## Work to complete
Write out exactly, with no other output, the lines below from the one that contains "Expected behaviour: the pointer locates the grass" through the end.
====
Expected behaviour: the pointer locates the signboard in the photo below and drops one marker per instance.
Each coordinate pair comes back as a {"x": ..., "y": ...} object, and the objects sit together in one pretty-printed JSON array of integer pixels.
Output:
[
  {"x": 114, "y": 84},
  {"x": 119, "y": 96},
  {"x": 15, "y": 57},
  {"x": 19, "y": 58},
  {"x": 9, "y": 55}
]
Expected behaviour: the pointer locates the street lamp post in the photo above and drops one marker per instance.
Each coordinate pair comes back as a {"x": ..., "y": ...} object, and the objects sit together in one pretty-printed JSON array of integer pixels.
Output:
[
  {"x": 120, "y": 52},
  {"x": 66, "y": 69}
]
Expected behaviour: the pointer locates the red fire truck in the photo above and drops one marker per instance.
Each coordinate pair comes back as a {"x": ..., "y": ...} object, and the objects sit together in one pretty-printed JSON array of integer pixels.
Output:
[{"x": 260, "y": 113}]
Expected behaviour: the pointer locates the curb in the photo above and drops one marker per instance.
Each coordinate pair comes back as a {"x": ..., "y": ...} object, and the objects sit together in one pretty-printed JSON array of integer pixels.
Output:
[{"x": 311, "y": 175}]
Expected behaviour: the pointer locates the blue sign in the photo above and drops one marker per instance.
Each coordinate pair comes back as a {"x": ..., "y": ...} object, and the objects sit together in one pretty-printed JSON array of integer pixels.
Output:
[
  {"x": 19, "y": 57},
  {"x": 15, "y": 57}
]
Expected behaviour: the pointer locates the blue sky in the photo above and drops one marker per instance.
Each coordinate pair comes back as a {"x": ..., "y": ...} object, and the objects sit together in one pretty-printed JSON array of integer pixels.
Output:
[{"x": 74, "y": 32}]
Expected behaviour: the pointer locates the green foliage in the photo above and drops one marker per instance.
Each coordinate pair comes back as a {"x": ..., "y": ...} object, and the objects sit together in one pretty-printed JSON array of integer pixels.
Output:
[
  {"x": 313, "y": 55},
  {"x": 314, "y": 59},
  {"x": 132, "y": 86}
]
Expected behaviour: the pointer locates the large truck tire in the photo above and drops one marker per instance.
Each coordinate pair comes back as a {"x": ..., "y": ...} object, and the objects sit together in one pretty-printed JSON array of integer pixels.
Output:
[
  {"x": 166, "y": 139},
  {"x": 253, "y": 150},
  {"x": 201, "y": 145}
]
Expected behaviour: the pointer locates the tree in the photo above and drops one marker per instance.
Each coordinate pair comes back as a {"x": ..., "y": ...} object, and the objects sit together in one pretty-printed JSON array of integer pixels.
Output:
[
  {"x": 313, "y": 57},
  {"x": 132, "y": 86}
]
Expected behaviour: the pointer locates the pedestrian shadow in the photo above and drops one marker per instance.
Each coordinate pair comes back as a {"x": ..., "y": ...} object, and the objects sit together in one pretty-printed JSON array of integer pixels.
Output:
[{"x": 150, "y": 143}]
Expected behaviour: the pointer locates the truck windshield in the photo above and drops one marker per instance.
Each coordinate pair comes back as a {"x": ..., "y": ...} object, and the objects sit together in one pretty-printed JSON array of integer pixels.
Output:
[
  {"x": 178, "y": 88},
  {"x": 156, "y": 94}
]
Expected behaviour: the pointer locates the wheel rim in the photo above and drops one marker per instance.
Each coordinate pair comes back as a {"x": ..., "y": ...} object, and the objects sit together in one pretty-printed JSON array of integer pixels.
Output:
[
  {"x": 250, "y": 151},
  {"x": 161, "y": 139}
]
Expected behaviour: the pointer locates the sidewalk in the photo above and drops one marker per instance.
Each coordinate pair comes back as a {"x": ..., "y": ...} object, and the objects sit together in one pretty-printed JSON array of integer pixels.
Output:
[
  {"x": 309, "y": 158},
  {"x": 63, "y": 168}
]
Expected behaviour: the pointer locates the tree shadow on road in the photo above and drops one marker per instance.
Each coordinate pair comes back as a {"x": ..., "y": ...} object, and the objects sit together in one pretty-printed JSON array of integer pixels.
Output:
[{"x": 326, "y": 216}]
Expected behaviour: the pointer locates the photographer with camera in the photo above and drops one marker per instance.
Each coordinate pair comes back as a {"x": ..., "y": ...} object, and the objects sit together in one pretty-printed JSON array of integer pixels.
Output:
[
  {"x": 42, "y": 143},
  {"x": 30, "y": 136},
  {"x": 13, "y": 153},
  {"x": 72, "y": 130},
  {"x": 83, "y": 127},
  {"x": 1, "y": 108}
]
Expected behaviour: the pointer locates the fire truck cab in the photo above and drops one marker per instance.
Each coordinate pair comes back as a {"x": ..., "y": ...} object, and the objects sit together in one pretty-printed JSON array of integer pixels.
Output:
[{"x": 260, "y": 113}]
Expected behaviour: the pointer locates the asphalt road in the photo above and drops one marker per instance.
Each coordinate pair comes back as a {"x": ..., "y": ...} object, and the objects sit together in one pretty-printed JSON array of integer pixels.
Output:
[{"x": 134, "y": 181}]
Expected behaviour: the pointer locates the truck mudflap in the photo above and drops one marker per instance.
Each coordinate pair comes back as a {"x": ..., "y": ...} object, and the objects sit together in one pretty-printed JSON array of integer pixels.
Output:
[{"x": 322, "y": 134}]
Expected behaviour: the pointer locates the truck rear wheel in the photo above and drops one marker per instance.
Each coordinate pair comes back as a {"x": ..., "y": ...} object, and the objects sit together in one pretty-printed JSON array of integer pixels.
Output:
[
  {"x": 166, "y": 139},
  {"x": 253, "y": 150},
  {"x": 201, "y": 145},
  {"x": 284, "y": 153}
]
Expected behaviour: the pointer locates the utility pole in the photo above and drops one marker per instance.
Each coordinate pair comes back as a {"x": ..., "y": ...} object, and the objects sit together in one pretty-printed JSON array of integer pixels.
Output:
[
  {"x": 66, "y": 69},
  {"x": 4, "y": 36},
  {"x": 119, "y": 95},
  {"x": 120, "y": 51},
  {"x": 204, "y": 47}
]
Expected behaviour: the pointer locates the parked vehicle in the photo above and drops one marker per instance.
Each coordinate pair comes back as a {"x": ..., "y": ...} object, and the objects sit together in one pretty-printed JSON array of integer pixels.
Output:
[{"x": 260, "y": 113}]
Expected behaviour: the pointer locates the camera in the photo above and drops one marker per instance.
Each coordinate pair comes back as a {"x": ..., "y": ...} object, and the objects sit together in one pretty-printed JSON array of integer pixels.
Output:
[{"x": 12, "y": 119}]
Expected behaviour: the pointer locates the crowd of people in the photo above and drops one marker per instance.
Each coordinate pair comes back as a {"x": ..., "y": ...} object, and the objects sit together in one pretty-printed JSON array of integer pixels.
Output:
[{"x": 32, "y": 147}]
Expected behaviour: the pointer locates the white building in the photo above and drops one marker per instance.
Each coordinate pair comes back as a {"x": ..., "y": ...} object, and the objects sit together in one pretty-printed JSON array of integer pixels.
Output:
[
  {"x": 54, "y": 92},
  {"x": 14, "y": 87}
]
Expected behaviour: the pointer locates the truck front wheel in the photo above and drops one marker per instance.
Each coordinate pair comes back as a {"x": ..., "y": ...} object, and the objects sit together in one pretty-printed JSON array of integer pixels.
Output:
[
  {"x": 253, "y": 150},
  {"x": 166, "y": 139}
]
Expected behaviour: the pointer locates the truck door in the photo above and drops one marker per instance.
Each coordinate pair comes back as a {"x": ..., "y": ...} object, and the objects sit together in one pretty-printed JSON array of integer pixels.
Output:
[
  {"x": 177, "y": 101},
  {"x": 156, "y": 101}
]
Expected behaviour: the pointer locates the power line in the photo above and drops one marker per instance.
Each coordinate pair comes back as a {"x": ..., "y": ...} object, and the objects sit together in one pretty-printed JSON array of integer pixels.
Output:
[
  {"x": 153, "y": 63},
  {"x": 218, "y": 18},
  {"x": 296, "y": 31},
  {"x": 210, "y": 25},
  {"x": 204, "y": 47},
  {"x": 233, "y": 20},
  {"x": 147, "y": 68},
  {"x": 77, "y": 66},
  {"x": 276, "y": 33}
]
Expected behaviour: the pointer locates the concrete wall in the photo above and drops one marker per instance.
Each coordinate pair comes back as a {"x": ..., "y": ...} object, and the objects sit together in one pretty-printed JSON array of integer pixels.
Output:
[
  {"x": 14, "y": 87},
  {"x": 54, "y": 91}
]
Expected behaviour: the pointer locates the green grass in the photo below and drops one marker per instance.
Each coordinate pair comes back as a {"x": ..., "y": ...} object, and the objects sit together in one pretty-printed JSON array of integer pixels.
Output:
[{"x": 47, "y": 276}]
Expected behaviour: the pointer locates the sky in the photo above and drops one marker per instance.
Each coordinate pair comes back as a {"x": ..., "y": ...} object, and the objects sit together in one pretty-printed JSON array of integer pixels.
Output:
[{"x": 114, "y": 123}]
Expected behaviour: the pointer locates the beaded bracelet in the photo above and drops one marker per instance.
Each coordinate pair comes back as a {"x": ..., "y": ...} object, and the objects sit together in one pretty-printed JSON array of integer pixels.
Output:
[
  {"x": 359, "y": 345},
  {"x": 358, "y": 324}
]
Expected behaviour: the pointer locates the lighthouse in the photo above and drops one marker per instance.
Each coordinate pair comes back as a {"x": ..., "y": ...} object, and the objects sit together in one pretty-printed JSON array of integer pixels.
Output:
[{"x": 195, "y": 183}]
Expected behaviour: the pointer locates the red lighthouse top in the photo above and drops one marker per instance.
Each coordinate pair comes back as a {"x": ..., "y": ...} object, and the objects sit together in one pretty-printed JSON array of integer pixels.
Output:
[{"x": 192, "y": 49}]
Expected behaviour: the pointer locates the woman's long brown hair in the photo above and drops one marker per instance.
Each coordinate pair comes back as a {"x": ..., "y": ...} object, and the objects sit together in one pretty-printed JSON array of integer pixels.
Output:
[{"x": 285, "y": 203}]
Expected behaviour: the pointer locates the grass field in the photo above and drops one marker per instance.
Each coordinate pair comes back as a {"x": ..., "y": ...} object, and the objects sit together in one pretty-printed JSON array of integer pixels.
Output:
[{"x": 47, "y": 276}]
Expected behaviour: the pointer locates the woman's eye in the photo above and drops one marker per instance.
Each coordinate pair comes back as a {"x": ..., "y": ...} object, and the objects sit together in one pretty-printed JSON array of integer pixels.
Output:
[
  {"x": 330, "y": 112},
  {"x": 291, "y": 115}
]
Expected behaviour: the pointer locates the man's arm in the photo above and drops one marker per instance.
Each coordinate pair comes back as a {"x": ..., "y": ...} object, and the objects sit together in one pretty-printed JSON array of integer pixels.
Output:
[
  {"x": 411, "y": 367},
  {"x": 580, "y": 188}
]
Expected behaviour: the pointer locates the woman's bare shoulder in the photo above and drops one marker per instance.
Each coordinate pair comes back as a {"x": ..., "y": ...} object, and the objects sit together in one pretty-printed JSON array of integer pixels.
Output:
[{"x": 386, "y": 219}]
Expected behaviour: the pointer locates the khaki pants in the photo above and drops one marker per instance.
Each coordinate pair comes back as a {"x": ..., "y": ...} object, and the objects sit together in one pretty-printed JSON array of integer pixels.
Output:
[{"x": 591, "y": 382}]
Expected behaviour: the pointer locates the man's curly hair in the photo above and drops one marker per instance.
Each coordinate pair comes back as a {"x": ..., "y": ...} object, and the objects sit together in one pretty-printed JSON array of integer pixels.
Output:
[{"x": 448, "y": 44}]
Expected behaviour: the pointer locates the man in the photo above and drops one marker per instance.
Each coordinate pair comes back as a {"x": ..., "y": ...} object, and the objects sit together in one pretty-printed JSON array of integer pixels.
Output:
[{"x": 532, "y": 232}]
====
## Expected output
Expected behaviour: the pointer locates the grass field in the photo above and drops one marker per instance.
Each coordinate pair comes back as a {"x": ..., "y": ...} object, and the objects sit together in one pretty-printed JSON array of integer pixels.
Output:
[{"x": 47, "y": 276}]
Expected behaviour: the pointer locates the woman's eye in the photo above and drops one marker per instance.
Each coordinate pair comes back as a {"x": ..., "y": ...} object, and the objects sit together in one pretty-printed JSON array of integer pixels.
Output:
[
  {"x": 330, "y": 112},
  {"x": 291, "y": 115}
]
Expected behaviour: the pointer locates the man's arm in the photo above and drops one marker per instance.
Each coordinate pair comes back as a {"x": ..., "y": ...} object, and the objects sit together in one pretty-printed JSON array of integer pixels.
Output:
[
  {"x": 411, "y": 367},
  {"x": 580, "y": 188}
]
Expected behaviour: the pointer locates the woman's bare shoulder in the photo above and drops one marker per instance.
Each coordinate pair comes back as a {"x": ..., "y": ...} object, and the objects sit together in one pretty-printed JSON array of integer pixels.
Output:
[{"x": 386, "y": 219}]
Expected behaviour: the pointer locates the khaki pants in the photo above and drops one marker per instance.
Each coordinate pair comes back as a {"x": ..., "y": ...} object, and the objects sit together in one pretty-printed JSON array of integer pixels.
Output:
[{"x": 591, "y": 382}]
Expected behaviour: the pointer locates the man's curly hair in the photo above and drops one marker per instance.
Each coordinate pair comes back as a {"x": ..., "y": ...} object, and the objects sit together in one pretty-printed JSON array of integer pixels.
Output:
[{"x": 448, "y": 44}]
Expected behaviour: the pointer locates the man in the photo above and drops one marker per instance.
Each coordinate pair comes back as a {"x": ..., "y": ...} object, and the objects sit together in one pretty-printed JSON array of integer pixels.
Output:
[{"x": 532, "y": 232}]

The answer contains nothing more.